TASKS TO COMPLETE:
a: In the evidence custody memo, how would you say "Each tier is sealed to the key of its intended custodian." in Spanish?
b: Answer these questions from the evidence custody memo:
(i) Which evidence item does the memorandum follow across five custody hands?
(ii) Under what label is the collection event recorded in the registry?
(iii) Which custodian holds the tier key that covers the chain summary?

SUPPLIED TEXT:

********************

A worked example of hash-chained custody authentication, tier-scoped access per custodian, and structural Brady disclosure in the legal evidence custody variant of the ABT methodology family.
The ABT-L variant applies the foundational envelope-tier architecture to physical evidence custody, with a five-hand criminal case chain as the canonical scenario. The variant-specific architectural elements are: per-custodian tier keys, such that each hand in the custody chain — collecting officer, forensic lab, prosecution, defense, court — holds a cryptographic key that decrypts only the tier projection authored for that custodian's institutional function; hash-chained transfer events, in which each handoff produces a registry entry that extends the chain, making any unrecorded transfer immediately detectable; and structural Brady disclosure, in which the defense tier is constructed at collection time and addressed directly to defense counsel's key — sealed against modification by the prosecution from the moment of collection. This memorandum follows evidence item EV-2024-0441 across five custody hands, identifying the legal significance of each architectural property.
At the moment of collection, the ABT-L envelope is constructed with five independent tier projections: one for each hand in the anticipated custody chain. Each tier is sealed to the key of its intended custodian. The collection event is recorded in the registry as h_0.
| Custodian | Tier access | Function |
|---|---|---|
Det. Ines Guerrero Collecting officer · first hand | Officer tier key — collection circumstances, scene notes | Collects item; constructs envelope; signs at scene |
Regional Forensic Laboratory Analysis custodian · second hand | Lab tier key — analysis instructions, findings | Receives item; decrypts lab tier; performs and records analysis |
District Attorney's Office Prosecution · third hand | Prosecution tier key — evidentiary summary, case reference | Receives item; reviews prosecution tier; manages trial preparation |
Defense Counsel Defense · fourth hand | Defense tier key — same evidentiary content as prosecution tier; sealed at collection | Receives tier via registry direct; cannot have been modified by prosecution |
Trial Court Court · fifth hand | Court tier key — chain summary; all prior hash chain entries authenticated | Receives item; verifies complete chain; rules on admissibility |
The defense tier was constructed at collection time by Detective Guerrero's device and sealed to the defense counsel key. The prosecution held the evidence between h_1 (lab) and h_2 (prosecution) — but the defense tier remained sealed to the prosecution's key throughout. Defense counsel receives the tier as it was recorded at h_0.

********************

SUPPLIED MATERIAL:
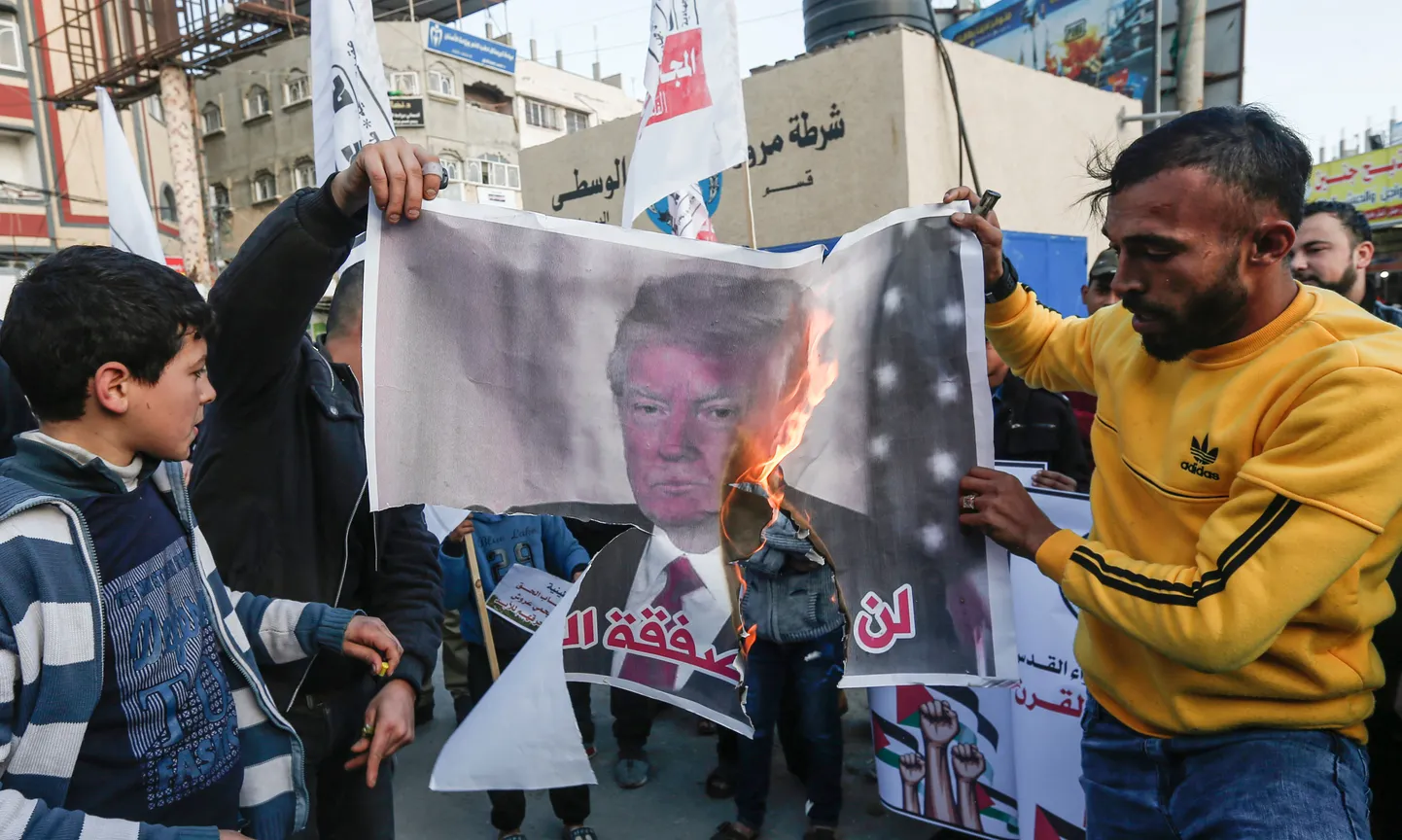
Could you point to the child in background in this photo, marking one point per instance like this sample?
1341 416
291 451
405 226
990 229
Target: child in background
502 542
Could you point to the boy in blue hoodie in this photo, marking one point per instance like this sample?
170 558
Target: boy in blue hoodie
130 697
502 542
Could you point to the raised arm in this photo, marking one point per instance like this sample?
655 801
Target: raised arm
1300 516
265 298
1043 348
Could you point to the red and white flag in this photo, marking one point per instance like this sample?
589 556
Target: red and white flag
693 120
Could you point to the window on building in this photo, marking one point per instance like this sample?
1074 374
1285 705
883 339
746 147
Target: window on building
213 118
404 85
453 167
167 208
441 83
488 97
12 47
298 88
492 170
575 121
19 168
542 115
265 187
256 103
304 174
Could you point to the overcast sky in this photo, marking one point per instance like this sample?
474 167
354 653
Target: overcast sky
1323 66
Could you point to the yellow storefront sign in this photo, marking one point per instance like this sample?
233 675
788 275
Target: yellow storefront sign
1371 183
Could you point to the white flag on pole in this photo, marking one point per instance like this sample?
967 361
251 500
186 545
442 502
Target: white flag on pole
693 120
688 215
349 104
127 208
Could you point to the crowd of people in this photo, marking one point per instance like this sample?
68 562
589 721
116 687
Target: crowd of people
1228 390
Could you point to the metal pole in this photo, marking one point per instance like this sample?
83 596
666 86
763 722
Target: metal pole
1158 56
749 206
1192 24
190 203
481 605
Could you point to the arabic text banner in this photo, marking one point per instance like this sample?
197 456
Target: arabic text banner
997 761
621 376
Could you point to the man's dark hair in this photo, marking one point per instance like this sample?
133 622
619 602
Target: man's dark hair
346 301
1241 146
88 306
1350 216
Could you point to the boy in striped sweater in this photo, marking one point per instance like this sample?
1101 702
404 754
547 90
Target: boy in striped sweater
130 699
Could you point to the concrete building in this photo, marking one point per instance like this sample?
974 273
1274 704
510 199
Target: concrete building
53 173
256 118
849 133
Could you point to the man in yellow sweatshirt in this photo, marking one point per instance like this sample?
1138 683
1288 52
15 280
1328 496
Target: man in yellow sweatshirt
1246 495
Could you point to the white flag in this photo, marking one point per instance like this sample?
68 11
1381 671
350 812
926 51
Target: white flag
693 120
688 215
349 104
127 209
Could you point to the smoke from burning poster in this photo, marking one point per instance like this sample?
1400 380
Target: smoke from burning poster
519 362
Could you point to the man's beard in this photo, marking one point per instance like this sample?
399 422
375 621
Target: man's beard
1344 285
1210 319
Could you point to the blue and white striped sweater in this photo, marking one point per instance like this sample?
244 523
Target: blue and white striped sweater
51 674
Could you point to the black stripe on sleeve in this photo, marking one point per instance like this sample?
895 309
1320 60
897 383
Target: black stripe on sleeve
1213 580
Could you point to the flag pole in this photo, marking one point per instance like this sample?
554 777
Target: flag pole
749 205
481 605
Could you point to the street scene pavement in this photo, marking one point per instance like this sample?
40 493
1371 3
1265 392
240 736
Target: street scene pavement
670 807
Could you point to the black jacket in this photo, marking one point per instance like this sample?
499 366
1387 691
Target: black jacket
15 411
1034 425
279 482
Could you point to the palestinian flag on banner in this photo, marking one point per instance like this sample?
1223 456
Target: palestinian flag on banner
1053 827
894 739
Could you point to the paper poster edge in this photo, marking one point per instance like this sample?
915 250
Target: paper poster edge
574 676
850 238
630 237
368 332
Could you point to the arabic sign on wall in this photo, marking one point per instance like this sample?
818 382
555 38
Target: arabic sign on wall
470 48
1371 183
1106 44
406 111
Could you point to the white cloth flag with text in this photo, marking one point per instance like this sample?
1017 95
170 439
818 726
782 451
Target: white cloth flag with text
693 120
127 208
349 101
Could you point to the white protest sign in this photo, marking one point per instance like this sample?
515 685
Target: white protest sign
526 596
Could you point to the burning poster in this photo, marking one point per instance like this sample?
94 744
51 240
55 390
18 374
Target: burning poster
517 362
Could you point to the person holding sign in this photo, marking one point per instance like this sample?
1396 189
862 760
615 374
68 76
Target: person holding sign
501 542
1246 505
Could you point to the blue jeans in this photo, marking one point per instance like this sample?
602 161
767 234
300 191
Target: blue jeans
815 668
1248 785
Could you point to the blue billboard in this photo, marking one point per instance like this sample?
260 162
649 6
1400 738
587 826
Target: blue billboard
470 48
1106 44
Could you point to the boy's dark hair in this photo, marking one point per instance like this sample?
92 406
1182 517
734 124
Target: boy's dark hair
1241 146
1350 216
88 306
346 301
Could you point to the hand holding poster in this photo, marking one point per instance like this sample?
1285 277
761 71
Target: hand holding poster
628 377
1028 738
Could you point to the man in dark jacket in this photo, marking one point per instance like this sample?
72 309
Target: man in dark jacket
1034 425
281 487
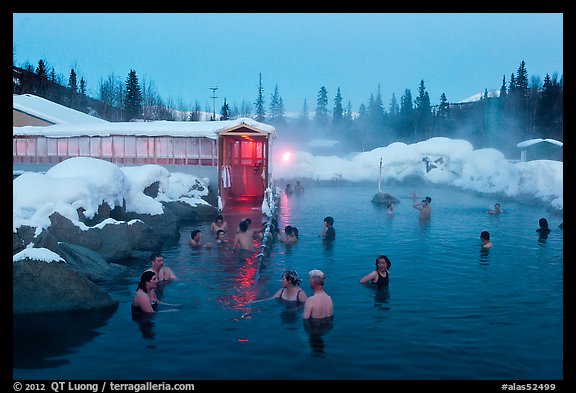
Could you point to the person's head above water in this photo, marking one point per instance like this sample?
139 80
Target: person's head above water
543 223
292 277
317 277
385 258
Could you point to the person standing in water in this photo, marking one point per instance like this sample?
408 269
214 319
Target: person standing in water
290 291
380 276
497 209
424 210
298 189
320 304
243 238
163 273
544 230
328 231
390 209
485 239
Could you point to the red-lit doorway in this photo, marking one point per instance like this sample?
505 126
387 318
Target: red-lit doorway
243 167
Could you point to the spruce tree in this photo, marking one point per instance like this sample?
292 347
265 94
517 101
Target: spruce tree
133 102
260 111
423 113
83 99
276 107
43 77
225 111
503 87
73 89
321 115
338 111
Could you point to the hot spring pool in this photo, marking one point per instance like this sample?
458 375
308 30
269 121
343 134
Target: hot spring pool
450 312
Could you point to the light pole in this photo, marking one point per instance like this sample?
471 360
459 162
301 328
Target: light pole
213 88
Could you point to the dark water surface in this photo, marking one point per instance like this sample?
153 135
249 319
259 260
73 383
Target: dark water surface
450 312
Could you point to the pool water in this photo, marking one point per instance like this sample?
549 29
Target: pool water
450 312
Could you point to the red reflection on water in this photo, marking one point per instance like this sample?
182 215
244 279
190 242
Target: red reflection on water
243 291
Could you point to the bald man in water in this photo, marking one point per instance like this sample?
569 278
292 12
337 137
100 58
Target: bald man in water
320 304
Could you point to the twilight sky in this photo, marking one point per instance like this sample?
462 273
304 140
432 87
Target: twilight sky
185 54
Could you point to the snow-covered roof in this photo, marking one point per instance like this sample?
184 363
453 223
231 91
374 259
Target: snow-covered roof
51 111
531 142
323 143
479 96
208 129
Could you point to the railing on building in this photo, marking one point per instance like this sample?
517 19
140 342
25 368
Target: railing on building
118 149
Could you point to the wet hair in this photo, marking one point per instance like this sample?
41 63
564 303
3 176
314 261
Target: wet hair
317 277
155 255
386 259
243 226
292 276
295 231
543 223
145 277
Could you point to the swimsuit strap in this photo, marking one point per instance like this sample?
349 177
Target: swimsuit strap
298 295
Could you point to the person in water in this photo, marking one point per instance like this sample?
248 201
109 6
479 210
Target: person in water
424 209
196 239
485 239
290 290
497 209
544 230
298 189
390 208
320 304
221 237
218 224
380 276
163 273
290 235
243 238
328 231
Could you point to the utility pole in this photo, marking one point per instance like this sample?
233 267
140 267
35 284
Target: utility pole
213 88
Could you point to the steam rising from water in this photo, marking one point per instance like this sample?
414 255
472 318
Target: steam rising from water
452 162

********************

ANSWERS PROVIDED:
a: Cada nivel está sellado con la clave de su custodio previsto.

b:
(i) EV-2024-0441
(ii) h_0
(iii) The Trial Court